Exercise input Start Marker

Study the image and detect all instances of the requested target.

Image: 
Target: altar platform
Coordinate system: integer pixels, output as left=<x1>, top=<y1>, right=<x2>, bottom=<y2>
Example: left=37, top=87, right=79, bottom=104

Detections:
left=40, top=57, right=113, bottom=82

Exercise input End Marker

- What the task requires: Only the lines from the one containing "Example: left=37, top=87, right=79, bottom=104" to the end of the listing belong in the output, each reproduced exactly.

- Finished exercise:
Example: left=37, top=87, right=79, bottom=104

Detections:
left=40, top=57, right=113, bottom=82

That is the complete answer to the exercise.